## start PASSAGE PROVIDED

Nelle M. Krise Rare Book Room houses hidden treasures

By Emily Salvatori, Editor
Priceless might not be the word you think of when you picture the Elbin library, but maybe it should be. When the library was built in 1970, West Liberty gained much more than just a new building. On the top floor of the of the library tucked away, hidden in plain sight, are precious artifacts — some of which are thousands of years old.

Nelle M. Krise taught at West Liberty State College for 40 years as an associate professor of English Literature. When the new library was built, she donated her collection of literature to West Liberty. The Rare Book Room is alive because of her. She believed you only had what you give away, and she practiced exactly what she preached. Her love of literature lives on through the Rare Book Room.
Walking into the Rare Book Room feels as if one is leaving the library and West Liberty entirely.  The view beyond the other side of the glass display cases give the only indication that you are still in the library. A dehumidifier hums constantly to keep the moisture in the room down so the books remain in good condition. In the far corner of the room, a bronze bust of William Shakespeare stands guard over the books, just like he watched over Krise’s classroom all those years ago.
The name of the room is slightly deceiving because the Rare Book Room contains more than just books; however, because the theme is history of the written word, the room contains examples of this throughout history. 
A small Babylonian clay tablet fragment from 2350 B.C. that is a receipt for sheep and goats is in the Rare Book Room. There is a papyrus fragment from Egypt around 30 B.C. There is also a hand-blocked Chinese leaf from the late 12th century. All three of these artifacts, along with other books and manuscripts, are exhibited in the Rare Book Room in display cases, and are able to be viewed by anyone without stepping foot into the room.
Katy Zane, who came to WLU as a graduate student from Wayne State University, began working in the Rare Book Room to gain experience as an archivist.
Zane said, “The challenge sometimes is to make sure you know your collection. I’ve been in this room a lot, and I accidentally found this at one point.”  The text she found was a Chaucer text printed by William Morris called “The Floure and the Leafe, The Boke of Cupide, God of Love, or the Cuckow and the Nightingale.”

## end PASSAGE PROVIDED
## start GIVEN ENTRIES

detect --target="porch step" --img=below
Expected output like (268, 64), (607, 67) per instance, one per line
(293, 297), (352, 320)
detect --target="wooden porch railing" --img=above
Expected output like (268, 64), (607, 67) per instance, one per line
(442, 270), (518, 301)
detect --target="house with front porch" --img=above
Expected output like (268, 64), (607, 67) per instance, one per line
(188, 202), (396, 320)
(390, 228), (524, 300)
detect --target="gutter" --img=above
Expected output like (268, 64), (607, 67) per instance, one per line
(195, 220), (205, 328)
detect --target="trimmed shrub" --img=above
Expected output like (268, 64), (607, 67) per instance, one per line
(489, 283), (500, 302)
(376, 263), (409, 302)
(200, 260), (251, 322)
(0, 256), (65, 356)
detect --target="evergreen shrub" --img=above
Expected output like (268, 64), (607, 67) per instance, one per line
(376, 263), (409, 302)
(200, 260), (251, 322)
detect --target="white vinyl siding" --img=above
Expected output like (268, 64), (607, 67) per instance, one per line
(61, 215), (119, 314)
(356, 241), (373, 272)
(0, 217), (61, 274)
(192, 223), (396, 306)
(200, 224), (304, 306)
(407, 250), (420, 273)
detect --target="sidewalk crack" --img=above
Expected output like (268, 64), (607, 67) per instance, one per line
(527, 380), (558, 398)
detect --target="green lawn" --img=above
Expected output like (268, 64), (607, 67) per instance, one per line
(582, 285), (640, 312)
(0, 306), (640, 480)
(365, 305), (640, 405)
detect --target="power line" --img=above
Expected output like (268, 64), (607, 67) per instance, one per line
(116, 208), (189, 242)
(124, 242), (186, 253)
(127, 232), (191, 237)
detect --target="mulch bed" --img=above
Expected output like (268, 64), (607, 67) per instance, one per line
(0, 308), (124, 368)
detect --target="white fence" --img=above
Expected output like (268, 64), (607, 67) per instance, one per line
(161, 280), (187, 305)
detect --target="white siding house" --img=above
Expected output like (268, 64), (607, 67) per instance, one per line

## end GIVEN ENTRIES

WRITTEN TASKS
A – Name the three ancient or early artifacts that the article on the Rare Book Room says are shown in its display cases, with the date given for each.
B – Resume the article on the Nelle M. Krise Rare Book Room after its final sentence.
You won't need the bounding-box data.

EXERCISE RESULTS
A –
- A small Babylonian clay tablet fragment from 2350 B.C., a receipt for sheep and goats
- A papyrus fragment from Egypt, from around 30 B.C.
- A hand-blocked Chinese leaf from the late 12th century

B –
She said, “He was a famous trickster. He loved to come up with really elaborate printing blocks for books like this. It looks like it is handwritten. It is not handwritten. It’s printed. He loved fooling people.” This book was one of the last he ever printed in his life, and it is one out of only 300 printed.
At one point, one of the display cases had a collection of Arthur Rackham books filling up all the shelves.  He illustrated many children’s books, and many at West Liberty are first editions— some are even signed by him. On the inside cover of “The Wind in the Willows,” in Krise’s handwriting she inscribed, “The most beautiful of all the Rackham books.” Looking at the illustrations inside, it is not hard to figure out why she thought that.
The “jewel” of the Rare Book Room is a fifteenth-century prayer book called “The Book of Hours.” Bright hues of red, blue, and real gold grace the pages of the illuminated manuscript. “The Book of Hours” was painstakingly written and illustrated by an anonymous monk with a quill pen on vellum, essentially tattooing the paper made from the skin of a calf with ink. In the past, it was easier to sell “The Book of Hours” by the leaf, so having the entire book is very uncommon.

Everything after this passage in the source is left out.